Ad Widget

**Linwood** · 19-07-2016, 16:22

I'm not completely following when you say "first check", do you mean the first data item collected alerts with the second trigger you showed?

The second expression says "if the service has been up at all for 5 minutes". If you want "The service has been up all of the 5 minutes" then use min. Bear in mind that conditions of no polling will result in an empty interval, then the very next single item will be all that it sees in the 5 minute period. If you want to make sure it had polls all during the 5 minutes, you'll need also to add something like a count to allow for cases where the host was not polled (zabbix down, host down, first discovery poll).

FInally the normal way to prevent flapping is to build in a more restrictive test for a trigger to return to OK, for example if you want to alert if a service is down at all, you might build in a second check so it does not come OK until it is up steadily for 5-10 minutes, by using the {TRIGGER.VALUE}, e.g.

({TRIGGER.VALUE}=0 and stuff.last(0)=0 ) or
({TRIGGER.VALUE}=1 and stuff.min(10m)=1 )

This sort of structure would alert as soon as a service shows down, and not mark it OK until it has been up for 10 minutes.

**bildz** · 19-07-2016, 16:37

Linwood,

Thanks for the response. When I refer to the first check, I'm referring to the first poll performed. Say I initiated a stop to the service and the service check polls every 60 seconds. After that first poll, I received an alert that the service was down.

I appreciate the hysteresis example below, but am not sure that it completely resolves the issue I've presented. Please keep in mind that I'm coming from over 18 years experience using Netsaint/Nagios.

Here is the situation I would like to address:

Service stops at 9:00 AM, but is restarted automatically to refresh configuration changes. I'm seeing issues where I'll receive a notification that the service has stopped and then started again. What I'd like to remediate is this.. If the service has been down for 5 minutes, send an alert, otherwise the service is ok. This will ensure that general restarts of the service do not get alerted, as there are many instances in the environment where a configuration is refreshed and requires a service restart.

Set exercise 1
Pick out every line in the records that contains the word "instance" and copy those lines.

Data
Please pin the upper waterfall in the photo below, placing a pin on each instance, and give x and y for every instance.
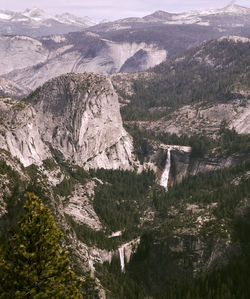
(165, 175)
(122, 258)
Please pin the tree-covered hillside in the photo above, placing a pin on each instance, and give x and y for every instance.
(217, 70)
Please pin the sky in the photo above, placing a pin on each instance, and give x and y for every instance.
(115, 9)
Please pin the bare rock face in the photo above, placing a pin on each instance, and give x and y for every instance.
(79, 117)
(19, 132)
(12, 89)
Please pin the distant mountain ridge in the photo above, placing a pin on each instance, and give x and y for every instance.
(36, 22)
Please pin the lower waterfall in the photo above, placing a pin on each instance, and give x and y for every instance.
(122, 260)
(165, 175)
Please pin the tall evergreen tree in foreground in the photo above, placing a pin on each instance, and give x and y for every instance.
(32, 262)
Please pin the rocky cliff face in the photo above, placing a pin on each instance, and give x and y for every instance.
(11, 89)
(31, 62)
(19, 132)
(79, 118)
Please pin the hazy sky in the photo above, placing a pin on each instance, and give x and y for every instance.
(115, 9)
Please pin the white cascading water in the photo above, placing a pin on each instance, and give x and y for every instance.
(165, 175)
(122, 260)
...
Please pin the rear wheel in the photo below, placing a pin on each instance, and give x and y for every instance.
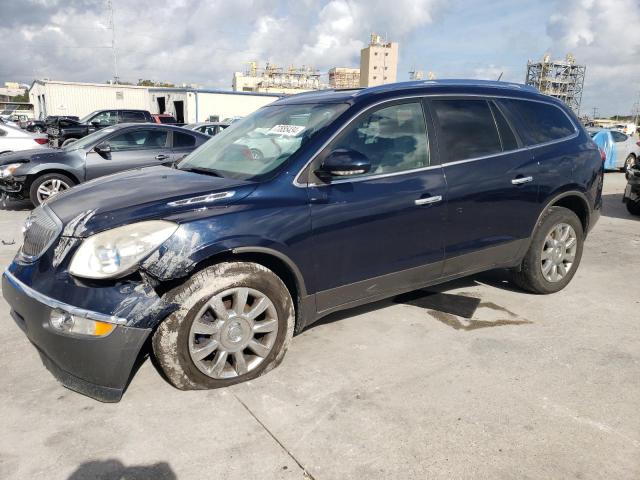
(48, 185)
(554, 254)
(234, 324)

Set exercise 2
In the forum thread on alert triggers, which monitoring tools does bildz say he has over 18 years of experience using?

Full response 1
Please pin the upper waterfall in the photo below, placing a pin on each instance, and give x and y for every instance.
Please pin the tree-covered hillside in the photo above, placing a pin on each instance, and give x and y for every instance.
Please pin the sky in the photo above, placing a pin on each instance, and give x and y for every instance.
Please pin the bare rock face in the photo above, placing a pin on each instance, and give x and y for every instance.
Please pin the distant mountain ridge in the photo above, placing a pin on each instance, and give x and y for every instance.
Please pin the lower waterfall in the photo above, placing a pin on each instance, and give x and y for every instance.
Please pin the tall evergreen tree in foreground in the photo above, placing a pin on each instance, and give x and y for every instance.
Please pin the rocky cliff face in the photo above, placing a pin on each instance, and give x and y for every instance.
Please pin the hazy sky in the photo above, placing a pin on each instance, and give x and y for every instance.
Please pin the white cascading water in the photo above, placing a pin on each instance, and give x and y for every instance.
Please pin the rear wheel in the photo below, placing a pin on each instance, and give x and y for every instance.

Full response 2
Netsaint/Nagios